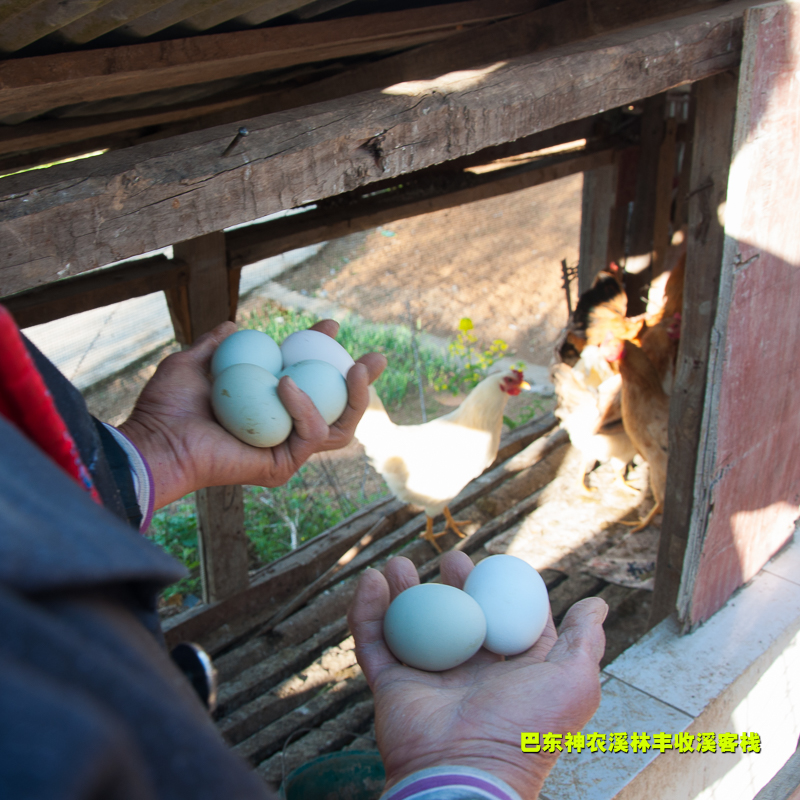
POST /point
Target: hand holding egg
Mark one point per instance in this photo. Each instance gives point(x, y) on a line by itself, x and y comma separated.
point(247, 367)
point(472, 715)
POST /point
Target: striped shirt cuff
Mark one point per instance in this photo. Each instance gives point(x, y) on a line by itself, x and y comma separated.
point(142, 477)
point(451, 783)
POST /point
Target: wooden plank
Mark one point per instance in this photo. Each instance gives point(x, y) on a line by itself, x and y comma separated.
point(274, 699)
point(746, 498)
point(96, 289)
point(248, 245)
point(639, 250)
point(127, 202)
point(222, 541)
point(46, 141)
point(197, 307)
point(715, 104)
point(281, 579)
point(271, 739)
point(275, 582)
point(597, 200)
point(104, 20)
point(786, 783)
point(574, 588)
point(541, 28)
point(41, 19)
point(40, 83)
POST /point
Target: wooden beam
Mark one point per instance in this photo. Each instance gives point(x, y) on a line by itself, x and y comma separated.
point(715, 106)
point(96, 289)
point(280, 580)
point(599, 186)
point(527, 33)
point(200, 305)
point(40, 83)
point(245, 246)
point(248, 245)
point(662, 189)
point(639, 250)
point(124, 203)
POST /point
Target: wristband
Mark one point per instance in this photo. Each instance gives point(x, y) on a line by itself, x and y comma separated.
point(451, 783)
point(142, 477)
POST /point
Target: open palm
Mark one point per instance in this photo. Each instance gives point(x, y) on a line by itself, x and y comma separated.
point(174, 426)
point(473, 715)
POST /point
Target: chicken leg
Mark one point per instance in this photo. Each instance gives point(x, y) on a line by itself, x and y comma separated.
point(641, 524)
point(450, 524)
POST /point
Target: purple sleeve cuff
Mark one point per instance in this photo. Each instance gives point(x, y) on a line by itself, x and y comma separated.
point(451, 783)
point(142, 477)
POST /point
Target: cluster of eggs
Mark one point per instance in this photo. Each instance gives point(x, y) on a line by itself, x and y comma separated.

• • •

- **Directions for this task**
What the answer must hold: all the data above, given again exactly, without pictures.

- **Reply to the exercise**
POST /point
Target: hand holding egg
Mark one point per instance in this photo. Each instance gives point(x, y) on a line by itself, x and y comma separated.
point(247, 367)
point(472, 715)
POST /point
Target: striped shirt cuff
Mark one point per instance in this photo. Each instance gives point(x, y) on a line by itself, x and y comma separated.
point(142, 477)
point(451, 783)
POST /point
Target: wooden plank
Mark one point per instance in this photo. Each instance gives point(x, y) on a line by itself, x and y comma separated.
point(274, 699)
point(746, 498)
point(96, 289)
point(248, 245)
point(639, 250)
point(127, 202)
point(222, 541)
point(46, 141)
point(197, 307)
point(715, 104)
point(281, 579)
point(271, 739)
point(275, 582)
point(597, 200)
point(104, 20)
point(786, 783)
point(574, 588)
point(541, 28)
point(41, 19)
point(40, 83)
POST /point
Target: wooden beam
Mark one point per instance in this photo. Each instance gives point(x, y) on a line by itself, x and y comma separated.
point(715, 106)
point(96, 289)
point(280, 580)
point(599, 186)
point(527, 33)
point(200, 305)
point(40, 83)
point(245, 246)
point(248, 245)
point(662, 189)
point(639, 250)
point(124, 203)
POST /point
Target: wristband
Mark one point per instance in this photo. Each instance gives point(x, y) on a line by itself, x and y comma separated.
point(451, 783)
point(142, 477)
POST /point
Target: open palm
Mark one point per instance in this photo. Each instance gives point(x, y) on a line by itself, x and y comma separated.
point(174, 426)
point(473, 715)
POST /point
Target: chicken leg
Mark one point per instance in this photo. Each instance gives point(x, y) on a line by itself, x and y comma separated.
point(641, 524)
point(450, 524)
POST /point
Target: purple sleeve cuff
Mark one point per instance in this photo. Each instance gives point(x, y) on a line by itself, x and y comma separated.
point(451, 783)
point(142, 477)
POST /point
Target: cluster of eggs
Mark one point per instance in this photo. Each instance gives point(x, y) on a line by itself, x and y comma separated.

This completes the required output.